─── MATERIAL PROVIDED

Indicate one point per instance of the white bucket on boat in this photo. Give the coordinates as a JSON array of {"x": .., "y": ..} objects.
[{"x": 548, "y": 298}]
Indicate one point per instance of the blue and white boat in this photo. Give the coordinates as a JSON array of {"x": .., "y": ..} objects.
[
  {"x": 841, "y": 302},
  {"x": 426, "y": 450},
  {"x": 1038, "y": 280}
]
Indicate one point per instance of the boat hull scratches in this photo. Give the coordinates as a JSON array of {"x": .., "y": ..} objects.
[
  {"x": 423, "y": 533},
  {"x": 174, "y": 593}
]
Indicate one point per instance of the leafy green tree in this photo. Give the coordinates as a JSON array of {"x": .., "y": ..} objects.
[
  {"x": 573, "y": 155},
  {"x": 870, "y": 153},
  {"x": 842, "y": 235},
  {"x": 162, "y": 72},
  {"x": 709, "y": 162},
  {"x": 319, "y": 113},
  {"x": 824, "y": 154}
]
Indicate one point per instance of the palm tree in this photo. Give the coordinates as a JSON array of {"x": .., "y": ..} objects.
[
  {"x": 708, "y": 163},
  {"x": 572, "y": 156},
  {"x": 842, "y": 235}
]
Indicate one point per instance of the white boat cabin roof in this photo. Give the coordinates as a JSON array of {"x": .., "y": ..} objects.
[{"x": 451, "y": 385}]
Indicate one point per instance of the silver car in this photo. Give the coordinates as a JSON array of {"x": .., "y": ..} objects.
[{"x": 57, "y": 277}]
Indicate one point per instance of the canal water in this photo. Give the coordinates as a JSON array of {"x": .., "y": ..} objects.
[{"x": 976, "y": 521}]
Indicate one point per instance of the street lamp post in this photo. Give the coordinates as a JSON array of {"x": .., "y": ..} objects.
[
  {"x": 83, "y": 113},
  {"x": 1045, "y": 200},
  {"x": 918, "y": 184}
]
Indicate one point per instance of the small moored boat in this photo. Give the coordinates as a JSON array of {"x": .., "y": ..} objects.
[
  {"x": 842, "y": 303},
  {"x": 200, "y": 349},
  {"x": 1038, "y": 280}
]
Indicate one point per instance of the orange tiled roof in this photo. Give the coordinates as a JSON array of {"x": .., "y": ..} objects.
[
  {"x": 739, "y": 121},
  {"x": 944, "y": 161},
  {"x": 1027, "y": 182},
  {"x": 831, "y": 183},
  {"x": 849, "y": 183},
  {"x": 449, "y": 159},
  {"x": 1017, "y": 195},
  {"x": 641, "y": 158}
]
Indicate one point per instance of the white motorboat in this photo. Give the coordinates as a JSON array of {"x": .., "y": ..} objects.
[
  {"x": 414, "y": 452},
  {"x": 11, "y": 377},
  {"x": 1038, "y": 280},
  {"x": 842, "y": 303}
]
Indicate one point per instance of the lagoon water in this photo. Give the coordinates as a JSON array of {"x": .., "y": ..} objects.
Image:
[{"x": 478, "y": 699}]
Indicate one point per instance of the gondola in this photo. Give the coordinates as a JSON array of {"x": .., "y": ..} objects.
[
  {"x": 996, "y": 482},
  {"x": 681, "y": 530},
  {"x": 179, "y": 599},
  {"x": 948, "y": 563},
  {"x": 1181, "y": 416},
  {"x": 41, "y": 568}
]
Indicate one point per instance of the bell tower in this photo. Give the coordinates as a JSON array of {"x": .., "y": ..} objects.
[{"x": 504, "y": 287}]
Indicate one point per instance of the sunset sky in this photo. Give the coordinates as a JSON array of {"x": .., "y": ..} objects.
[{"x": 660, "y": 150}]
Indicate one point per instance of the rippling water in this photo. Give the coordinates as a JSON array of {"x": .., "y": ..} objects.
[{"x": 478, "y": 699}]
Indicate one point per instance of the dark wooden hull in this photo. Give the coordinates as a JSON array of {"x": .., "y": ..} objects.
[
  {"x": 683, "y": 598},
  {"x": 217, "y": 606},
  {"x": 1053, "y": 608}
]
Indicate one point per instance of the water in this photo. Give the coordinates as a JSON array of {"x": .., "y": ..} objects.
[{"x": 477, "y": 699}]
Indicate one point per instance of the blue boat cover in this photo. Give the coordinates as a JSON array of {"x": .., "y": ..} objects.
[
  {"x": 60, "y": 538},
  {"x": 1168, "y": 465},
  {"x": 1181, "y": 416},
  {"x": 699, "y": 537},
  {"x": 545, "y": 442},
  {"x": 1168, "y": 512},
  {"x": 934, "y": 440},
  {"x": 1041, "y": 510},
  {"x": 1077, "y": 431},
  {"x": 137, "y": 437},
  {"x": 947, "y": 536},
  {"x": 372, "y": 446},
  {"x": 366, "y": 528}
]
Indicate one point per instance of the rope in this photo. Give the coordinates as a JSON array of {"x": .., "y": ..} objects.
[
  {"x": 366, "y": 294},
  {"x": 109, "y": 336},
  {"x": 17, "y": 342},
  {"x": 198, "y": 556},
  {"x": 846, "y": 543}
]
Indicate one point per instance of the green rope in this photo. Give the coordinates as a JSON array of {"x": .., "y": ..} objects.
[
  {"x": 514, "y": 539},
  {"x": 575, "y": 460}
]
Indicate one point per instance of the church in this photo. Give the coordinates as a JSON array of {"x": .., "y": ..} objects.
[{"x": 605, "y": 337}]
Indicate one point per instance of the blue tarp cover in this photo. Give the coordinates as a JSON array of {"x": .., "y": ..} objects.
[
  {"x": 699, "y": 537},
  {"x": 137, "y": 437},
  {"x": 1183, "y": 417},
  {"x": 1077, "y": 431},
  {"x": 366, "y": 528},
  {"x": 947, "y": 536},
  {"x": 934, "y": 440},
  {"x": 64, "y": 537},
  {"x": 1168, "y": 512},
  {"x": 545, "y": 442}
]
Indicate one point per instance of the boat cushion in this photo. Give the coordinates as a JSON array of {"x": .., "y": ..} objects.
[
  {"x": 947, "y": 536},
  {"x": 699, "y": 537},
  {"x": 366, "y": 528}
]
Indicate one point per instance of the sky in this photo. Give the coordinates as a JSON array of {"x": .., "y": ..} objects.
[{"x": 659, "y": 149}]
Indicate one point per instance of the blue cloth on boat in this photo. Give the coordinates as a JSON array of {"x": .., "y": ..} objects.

──────

THE PROBLEM
Reproduce all of the data above verbatim, keeping every line and character unchanged.

RESULT OF THIS TASK
Indicate one point per instance of the white bucket on boat in this photo. Give the coordinates as a JSON array of {"x": .., "y": ..} objects.
[{"x": 548, "y": 298}]
Indicate one point per instance of the blue and white boat in this photo. Give the coordinates as a JSON array of {"x": .., "y": ..} objects.
[
  {"x": 841, "y": 302},
  {"x": 426, "y": 450},
  {"x": 1038, "y": 280}
]
Indicate one point per instance of the boat hull scratches in this photo. Give the coordinates as a JSON array of {"x": .., "y": ..} objects.
[
  {"x": 423, "y": 533},
  {"x": 174, "y": 593}
]
Indicate one point per instance of the leafy green tree in this photo. Give the coordinates as a JSON array of {"x": .., "y": ..} objects.
[
  {"x": 573, "y": 155},
  {"x": 870, "y": 153},
  {"x": 842, "y": 235},
  {"x": 162, "y": 72},
  {"x": 709, "y": 162},
  {"x": 319, "y": 113},
  {"x": 824, "y": 154}
]
Indicate one point per instance of the palm tree in this photo. Give the coordinates as a JSON array of {"x": .., "y": ..} objects.
[
  {"x": 708, "y": 163},
  {"x": 572, "y": 156},
  {"x": 842, "y": 235}
]
Indicate one point per instance of the white boat cabin roof in this photo. Give the coordinates as a JSON array of {"x": .., "y": ..} objects.
[{"x": 451, "y": 385}]
Indicate one point per instance of the silver car in this photo. Give the coordinates as a JSON array of {"x": .., "y": ..} objects.
[{"x": 57, "y": 277}]
Indicate one point per instance of the canal water in this photo. Give the coordinates as a JSON array of {"x": .., "y": ..} objects.
[{"x": 976, "y": 521}]
Indicate one point per instance of the street lamp post in this photo. Give the coordinates as a JSON array of {"x": .., "y": ..} objects.
[
  {"x": 83, "y": 113},
  {"x": 1045, "y": 200},
  {"x": 918, "y": 184}
]
Indicate one point per instance of the small moored boat in this photo. Give the coordinates as a JSON array of {"x": .., "y": ..} objects.
[
  {"x": 842, "y": 303},
  {"x": 200, "y": 349},
  {"x": 1038, "y": 280}
]
Indicate one point per instance of the orange tiled roof in this photo. Give the coordinates as a JSON array of {"x": .., "y": ..} objects.
[
  {"x": 739, "y": 121},
  {"x": 944, "y": 161},
  {"x": 1027, "y": 182},
  {"x": 831, "y": 183},
  {"x": 849, "y": 183},
  {"x": 449, "y": 159},
  {"x": 1017, "y": 195},
  {"x": 641, "y": 158}
]
Indicate one point per instance of the white motorboat in this photo. Give the coordinates as a JSON array of {"x": .., "y": ..} objects.
[
  {"x": 414, "y": 452},
  {"x": 11, "y": 377},
  {"x": 1038, "y": 280},
  {"x": 842, "y": 303}
]
Indicate one point per instance of the lagoon water in this photo. Give the coordinates as a JSON array of {"x": .., "y": ..} objects.
Image:
[{"x": 478, "y": 699}]
Indicate one point per instance of the gondola in this photo. Give the coordinates as a JSON array of {"x": .., "y": ..} objects.
[
  {"x": 996, "y": 482},
  {"x": 681, "y": 530},
  {"x": 179, "y": 599},
  {"x": 948, "y": 563},
  {"x": 1181, "y": 416},
  {"x": 41, "y": 568}
]
Indicate one point per instance of the bell tower in this photo. Give the coordinates as a JSON array of {"x": .., "y": ..} objects.
[{"x": 504, "y": 287}]
Indicate one point per instance of the sunset sky in this photo. Give the coordinates as a JSON array of {"x": .., "y": ..} objects.
[{"x": 660, "y": 150}]
Indicate one point per instance of the rippling water in this photo. Give the coordinates as a JSON array of {"x": .., "y": ..} objects.
[{"x": 478, "y": 699}]
Indicate one point per instance of the dark wooden hull in this photo. Give the coordinates as a JSON array of {"x": .., "y": ..} objects.
[
  {"x": 683, "y": 598},
  {"x": 217, "y": 606},
  {"x": 1053, "y": 608}
]
Indicate one point per instance of the water in this photo. Give the coordinates as a JSON array of {"x": .., "y": ..} objects.
[{"x": 477, "y": 699}]
Indicate one point per instance of the blue boat cover in this photo. Give the coordinates as a JSON array of {"x": .., "y": ..} objects.
[
  {"x": 60, "y": 538},
  {"x": 1168, "y": 465},
  {"x": 1181, "y": 416},
  {"x": 699, "y": 537},
  {"x": 545, "y": 442},
  {"x": 1168, "y": 512},
  {"x": 934, "y": 440},
  {"x": 1041, "y": 510},
  {"x": 1077, "y": 431},
  {"x": 137, "y": 437},
  {"x": 947, "y": 536},
  {"x": 372, "y": 446},
  {"x": 366, "y": 528}
]
Indicate one point per instance of the rope in this photo. Give the coordinates as a JSON array of {"x": .., "y": ..} objects.
[
  {"x": 366, "y": 294},
  {"x": 109, "y": 336},
  {"x": 17, "y": 342},
  {"x": 198, "y": 556},
  {"x": 846, "y": 543}
]
Indicate one point per instance of the green rope in this photo. Give the coordinates as a JSON array of {"x": .., "y": ..} objects.
[
  {"x": 514, "y": 539},
  {"x": 575, "y": 460}
]
Indicate one point per instance of the church in this photo. Give the coordinates as a JSON array of {"x": .., "y": ..} objects.
[{"x": 605, "y": 337}]
Indicate one point per instance of the blue tarp cover in this photo. Give the coordinates as a JSON array of {"x": .., "y": ..} objects.
[
  {"x": 699, "y": 537},
  {"x": 137, "y": 437},
  {"x": 1183, "y": 417},
  {"x": 1077, "y": 431},
  {"x": 366, "y": 528},
  {"x": 947, "y": 536},
  {"x": 934, "y": 440},
  {"x": 64, "y": 537},
  {"x": 1168, "y": 512},
  {"x": 545, "y": 442}
]
Indicate one point per instance of the boat cushion in this photo. Give the coordinates as a JSON array of {"x": .., "y": ..} objects.
[
  {"x": 947, "y": 536},
  {"x": 699, "y": 537},
  {"x": 366, "y": 528}
]
Indicate one point per instance of the sky in this photo. Give the coordinates as a JSON array of {"x": .., "y": ..} objects.
[{"x": 659, "y": 149}]
Indicate one point per instance of the blue cloth on boat in this photo. Give the coordinates as a JSON array of {"x": .., "y": ..} objects.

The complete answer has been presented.